Each line from the one containing "Exercise. Put one point on every instance of the sunlit" through the final line of the records is to be repeated exactly, with no additions.

──────── INFORMATION GIVEN

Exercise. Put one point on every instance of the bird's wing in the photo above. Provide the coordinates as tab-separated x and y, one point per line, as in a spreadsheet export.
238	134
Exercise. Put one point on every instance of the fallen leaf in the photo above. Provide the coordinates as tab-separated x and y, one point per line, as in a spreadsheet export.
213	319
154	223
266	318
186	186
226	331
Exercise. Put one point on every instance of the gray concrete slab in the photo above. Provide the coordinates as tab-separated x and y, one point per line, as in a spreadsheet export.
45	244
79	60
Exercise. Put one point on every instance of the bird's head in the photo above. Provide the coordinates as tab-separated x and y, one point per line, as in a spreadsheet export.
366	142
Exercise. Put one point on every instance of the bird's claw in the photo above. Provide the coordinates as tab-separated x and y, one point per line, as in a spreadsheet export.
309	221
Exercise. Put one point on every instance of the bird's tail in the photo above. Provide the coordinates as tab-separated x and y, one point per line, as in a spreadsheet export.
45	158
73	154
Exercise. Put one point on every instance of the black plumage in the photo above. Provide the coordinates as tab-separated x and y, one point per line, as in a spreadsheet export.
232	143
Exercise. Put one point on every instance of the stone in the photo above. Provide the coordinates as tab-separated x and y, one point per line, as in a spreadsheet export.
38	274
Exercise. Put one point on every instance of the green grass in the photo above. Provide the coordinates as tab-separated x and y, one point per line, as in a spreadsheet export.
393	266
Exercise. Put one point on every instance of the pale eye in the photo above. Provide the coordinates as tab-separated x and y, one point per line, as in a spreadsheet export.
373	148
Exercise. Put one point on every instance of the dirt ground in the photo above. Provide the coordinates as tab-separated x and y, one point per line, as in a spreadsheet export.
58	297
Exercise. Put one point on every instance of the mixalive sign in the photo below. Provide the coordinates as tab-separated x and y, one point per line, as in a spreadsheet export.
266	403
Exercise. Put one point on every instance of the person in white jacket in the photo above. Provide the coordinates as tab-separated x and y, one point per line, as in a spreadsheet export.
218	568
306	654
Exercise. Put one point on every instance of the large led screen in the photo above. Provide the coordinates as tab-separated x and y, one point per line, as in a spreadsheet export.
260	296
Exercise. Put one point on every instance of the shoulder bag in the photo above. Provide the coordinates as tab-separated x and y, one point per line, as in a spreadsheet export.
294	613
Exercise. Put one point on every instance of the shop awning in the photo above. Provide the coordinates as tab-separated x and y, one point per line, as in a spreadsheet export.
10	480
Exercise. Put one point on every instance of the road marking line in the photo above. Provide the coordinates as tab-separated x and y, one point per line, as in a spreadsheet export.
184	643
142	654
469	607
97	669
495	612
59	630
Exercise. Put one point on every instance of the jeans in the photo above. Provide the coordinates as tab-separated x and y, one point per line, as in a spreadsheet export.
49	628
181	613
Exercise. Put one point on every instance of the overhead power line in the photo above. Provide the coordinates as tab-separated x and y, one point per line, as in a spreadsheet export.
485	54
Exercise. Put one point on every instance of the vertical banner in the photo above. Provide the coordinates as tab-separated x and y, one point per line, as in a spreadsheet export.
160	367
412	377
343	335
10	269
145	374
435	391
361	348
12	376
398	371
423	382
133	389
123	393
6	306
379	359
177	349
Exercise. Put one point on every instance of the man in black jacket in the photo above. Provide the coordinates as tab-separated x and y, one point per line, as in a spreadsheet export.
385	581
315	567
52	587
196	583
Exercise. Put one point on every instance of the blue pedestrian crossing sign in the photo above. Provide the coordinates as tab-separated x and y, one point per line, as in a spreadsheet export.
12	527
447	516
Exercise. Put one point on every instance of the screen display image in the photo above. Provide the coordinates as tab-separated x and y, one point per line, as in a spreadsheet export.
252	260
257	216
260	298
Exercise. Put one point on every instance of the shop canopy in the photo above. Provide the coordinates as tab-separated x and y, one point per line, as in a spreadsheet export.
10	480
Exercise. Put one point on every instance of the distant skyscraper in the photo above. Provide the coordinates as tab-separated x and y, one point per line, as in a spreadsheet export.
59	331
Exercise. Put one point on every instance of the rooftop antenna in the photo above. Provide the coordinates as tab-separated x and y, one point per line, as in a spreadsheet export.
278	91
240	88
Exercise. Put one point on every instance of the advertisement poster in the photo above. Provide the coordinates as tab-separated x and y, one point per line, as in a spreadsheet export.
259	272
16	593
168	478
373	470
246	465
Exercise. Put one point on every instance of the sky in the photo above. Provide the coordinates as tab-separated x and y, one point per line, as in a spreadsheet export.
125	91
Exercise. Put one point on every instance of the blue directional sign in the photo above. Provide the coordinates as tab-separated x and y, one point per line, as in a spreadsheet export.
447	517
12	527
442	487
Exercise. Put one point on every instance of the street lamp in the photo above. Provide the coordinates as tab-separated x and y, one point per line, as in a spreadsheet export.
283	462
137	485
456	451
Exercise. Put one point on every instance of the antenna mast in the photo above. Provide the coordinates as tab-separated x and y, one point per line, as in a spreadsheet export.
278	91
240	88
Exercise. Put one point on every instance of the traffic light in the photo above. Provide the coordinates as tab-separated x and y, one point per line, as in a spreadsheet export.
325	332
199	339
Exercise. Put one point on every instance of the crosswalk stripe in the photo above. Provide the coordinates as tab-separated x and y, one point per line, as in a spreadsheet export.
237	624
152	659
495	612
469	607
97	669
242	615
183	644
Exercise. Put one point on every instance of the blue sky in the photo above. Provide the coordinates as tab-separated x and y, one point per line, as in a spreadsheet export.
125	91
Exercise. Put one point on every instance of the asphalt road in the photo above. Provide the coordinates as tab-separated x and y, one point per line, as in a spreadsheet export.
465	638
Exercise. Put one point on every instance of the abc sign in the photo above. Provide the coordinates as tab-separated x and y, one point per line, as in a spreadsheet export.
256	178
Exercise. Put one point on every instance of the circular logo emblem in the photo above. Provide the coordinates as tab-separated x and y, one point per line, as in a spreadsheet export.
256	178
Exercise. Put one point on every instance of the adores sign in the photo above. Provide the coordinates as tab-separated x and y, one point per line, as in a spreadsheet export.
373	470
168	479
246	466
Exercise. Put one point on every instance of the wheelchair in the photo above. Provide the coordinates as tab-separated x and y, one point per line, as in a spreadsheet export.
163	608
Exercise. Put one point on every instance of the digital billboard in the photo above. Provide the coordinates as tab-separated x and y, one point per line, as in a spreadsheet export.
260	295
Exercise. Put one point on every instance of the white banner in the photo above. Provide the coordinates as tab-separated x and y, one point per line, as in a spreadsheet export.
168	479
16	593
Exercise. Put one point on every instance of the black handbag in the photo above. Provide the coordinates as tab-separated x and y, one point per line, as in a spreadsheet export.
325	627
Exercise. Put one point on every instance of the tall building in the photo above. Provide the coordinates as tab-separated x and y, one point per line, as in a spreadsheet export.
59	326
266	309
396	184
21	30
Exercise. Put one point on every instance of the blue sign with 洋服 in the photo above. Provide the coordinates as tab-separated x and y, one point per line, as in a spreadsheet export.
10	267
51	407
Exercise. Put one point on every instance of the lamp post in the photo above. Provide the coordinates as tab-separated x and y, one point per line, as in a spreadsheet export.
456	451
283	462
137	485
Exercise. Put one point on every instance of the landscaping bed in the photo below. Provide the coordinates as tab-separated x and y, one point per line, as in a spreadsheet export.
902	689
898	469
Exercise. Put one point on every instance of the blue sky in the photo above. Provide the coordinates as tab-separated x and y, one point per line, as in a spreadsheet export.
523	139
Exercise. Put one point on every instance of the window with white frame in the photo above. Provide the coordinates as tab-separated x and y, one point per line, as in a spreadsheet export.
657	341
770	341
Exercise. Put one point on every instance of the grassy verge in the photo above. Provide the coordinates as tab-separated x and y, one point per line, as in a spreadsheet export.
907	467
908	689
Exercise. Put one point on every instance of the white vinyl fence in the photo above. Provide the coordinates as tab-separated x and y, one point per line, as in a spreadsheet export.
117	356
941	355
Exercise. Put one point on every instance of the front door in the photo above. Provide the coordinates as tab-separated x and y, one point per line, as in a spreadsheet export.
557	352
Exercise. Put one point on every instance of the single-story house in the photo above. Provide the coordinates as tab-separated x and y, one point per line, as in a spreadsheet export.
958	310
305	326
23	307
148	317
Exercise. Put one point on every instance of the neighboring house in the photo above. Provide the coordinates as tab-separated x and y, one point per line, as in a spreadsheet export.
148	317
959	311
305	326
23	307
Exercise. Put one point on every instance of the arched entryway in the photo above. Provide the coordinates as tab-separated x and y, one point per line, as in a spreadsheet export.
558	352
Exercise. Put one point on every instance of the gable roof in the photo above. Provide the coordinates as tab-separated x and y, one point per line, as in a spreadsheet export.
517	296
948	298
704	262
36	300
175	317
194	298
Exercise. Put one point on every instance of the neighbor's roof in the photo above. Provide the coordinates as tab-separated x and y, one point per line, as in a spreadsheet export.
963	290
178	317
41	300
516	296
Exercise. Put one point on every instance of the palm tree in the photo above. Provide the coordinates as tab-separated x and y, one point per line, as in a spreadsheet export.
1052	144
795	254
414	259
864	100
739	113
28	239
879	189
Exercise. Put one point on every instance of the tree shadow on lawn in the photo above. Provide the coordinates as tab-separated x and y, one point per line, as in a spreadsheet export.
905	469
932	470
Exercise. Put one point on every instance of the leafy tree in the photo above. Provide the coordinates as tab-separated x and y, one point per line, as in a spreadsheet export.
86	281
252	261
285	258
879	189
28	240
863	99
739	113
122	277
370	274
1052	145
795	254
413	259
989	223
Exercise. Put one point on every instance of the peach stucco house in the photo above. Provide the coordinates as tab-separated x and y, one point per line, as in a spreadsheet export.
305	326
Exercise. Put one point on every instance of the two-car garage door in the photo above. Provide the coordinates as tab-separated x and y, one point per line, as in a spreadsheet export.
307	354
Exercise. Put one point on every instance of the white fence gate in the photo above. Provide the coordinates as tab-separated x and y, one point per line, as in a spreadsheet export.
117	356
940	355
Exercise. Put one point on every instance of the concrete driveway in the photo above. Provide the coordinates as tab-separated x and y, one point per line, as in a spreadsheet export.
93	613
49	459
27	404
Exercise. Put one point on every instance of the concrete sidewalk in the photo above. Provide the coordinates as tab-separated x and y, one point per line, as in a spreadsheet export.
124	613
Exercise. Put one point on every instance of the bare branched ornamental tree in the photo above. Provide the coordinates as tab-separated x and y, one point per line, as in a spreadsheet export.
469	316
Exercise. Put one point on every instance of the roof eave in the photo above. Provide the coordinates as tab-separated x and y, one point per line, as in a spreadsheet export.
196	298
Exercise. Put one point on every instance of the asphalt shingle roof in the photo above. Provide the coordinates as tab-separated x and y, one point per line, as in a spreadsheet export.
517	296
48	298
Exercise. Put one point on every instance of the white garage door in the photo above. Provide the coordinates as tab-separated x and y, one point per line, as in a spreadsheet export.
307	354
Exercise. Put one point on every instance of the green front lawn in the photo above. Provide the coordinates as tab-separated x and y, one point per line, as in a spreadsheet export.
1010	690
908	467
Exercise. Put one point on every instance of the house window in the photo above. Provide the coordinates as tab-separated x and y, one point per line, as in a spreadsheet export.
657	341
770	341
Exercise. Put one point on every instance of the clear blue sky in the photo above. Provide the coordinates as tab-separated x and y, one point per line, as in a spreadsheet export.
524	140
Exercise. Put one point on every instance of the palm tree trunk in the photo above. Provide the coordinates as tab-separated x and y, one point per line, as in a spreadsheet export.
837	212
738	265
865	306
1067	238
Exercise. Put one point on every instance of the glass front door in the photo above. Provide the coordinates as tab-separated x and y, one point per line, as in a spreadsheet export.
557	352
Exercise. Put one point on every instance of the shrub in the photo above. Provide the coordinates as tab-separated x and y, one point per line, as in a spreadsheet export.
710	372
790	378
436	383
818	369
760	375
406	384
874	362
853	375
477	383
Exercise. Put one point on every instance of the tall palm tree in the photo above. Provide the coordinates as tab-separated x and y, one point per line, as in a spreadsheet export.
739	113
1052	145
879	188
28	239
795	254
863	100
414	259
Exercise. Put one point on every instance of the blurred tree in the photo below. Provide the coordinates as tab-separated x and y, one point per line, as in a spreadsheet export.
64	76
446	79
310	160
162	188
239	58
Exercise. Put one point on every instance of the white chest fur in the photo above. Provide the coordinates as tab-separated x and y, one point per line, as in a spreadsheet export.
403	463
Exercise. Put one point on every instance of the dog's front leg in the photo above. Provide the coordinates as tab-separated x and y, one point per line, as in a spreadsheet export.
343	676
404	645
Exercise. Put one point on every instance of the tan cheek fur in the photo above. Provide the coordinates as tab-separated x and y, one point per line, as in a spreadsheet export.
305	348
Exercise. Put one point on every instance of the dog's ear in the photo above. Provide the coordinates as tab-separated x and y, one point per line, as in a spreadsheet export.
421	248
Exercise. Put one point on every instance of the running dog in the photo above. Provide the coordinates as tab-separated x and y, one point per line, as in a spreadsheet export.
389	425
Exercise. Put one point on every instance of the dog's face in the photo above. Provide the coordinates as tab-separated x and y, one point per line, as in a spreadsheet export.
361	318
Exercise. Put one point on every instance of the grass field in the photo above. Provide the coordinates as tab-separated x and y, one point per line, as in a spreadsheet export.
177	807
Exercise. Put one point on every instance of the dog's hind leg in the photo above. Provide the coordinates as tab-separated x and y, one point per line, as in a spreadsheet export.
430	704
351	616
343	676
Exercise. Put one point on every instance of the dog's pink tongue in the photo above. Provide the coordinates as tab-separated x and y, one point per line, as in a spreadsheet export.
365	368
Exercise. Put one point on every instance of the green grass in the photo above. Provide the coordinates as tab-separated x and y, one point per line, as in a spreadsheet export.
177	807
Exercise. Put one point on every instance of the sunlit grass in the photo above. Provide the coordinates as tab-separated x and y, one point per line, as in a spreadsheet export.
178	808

────────────────

PROBLEM SOLUTION
Exercise. Put one point on every instance of the sunlit grass in the photo above. Provide the coordinates as tab-separated x and y, one point per line, as in a spreadsheet export.
178	808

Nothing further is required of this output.